### Source information ###

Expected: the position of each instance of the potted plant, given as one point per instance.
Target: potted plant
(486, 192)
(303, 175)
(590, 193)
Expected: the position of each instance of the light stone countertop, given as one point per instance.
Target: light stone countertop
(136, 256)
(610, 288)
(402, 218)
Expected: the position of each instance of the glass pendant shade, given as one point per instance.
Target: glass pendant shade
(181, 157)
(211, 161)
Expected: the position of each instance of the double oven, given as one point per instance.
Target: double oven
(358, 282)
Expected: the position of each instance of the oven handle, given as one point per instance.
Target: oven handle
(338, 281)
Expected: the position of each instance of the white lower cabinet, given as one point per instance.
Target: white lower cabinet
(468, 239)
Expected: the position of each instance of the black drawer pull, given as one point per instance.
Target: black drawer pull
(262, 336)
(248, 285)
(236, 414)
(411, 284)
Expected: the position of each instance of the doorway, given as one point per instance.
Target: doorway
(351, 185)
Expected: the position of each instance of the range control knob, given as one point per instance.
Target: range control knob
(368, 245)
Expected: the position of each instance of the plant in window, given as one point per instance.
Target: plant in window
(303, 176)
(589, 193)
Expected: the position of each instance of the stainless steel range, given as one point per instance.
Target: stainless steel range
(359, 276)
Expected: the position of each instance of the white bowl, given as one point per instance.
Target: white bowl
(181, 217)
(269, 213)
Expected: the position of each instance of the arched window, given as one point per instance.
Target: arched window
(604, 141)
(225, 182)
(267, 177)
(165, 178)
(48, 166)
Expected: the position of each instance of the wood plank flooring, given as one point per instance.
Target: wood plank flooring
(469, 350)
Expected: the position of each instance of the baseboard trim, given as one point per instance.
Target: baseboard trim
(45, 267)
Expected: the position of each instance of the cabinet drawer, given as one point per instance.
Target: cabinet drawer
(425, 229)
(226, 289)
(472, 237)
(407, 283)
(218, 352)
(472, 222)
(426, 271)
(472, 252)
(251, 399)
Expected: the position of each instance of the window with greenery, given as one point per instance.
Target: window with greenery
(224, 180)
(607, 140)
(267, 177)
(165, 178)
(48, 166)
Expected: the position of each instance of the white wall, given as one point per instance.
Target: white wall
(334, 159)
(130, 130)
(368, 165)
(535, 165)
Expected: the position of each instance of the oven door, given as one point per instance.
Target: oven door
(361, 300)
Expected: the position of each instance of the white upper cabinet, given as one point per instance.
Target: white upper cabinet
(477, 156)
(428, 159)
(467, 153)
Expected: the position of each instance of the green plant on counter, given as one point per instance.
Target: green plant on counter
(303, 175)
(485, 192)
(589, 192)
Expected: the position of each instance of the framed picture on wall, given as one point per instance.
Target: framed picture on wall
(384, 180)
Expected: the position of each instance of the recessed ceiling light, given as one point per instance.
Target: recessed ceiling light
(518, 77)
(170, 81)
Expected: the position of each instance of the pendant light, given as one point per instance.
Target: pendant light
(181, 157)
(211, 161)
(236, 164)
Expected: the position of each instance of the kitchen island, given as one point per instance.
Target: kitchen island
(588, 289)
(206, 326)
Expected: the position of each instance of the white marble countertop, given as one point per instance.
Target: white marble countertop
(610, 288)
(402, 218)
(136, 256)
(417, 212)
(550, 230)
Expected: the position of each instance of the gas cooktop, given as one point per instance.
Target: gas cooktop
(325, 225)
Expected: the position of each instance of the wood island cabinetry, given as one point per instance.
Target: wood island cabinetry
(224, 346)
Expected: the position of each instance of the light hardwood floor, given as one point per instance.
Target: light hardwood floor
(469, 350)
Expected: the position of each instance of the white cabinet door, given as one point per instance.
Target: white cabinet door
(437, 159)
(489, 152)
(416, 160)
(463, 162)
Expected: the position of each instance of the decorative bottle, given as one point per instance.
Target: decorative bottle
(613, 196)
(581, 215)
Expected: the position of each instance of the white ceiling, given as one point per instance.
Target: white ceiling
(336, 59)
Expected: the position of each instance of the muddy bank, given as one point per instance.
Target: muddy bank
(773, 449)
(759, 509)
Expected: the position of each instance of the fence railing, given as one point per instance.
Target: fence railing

###

- _The problem_: Among the lines above, which ones hold the string "railing"? Show them.

- _Finished task_:
Expected: the position of each instance of the fence railing, given as one point per instance.
Target: fence railing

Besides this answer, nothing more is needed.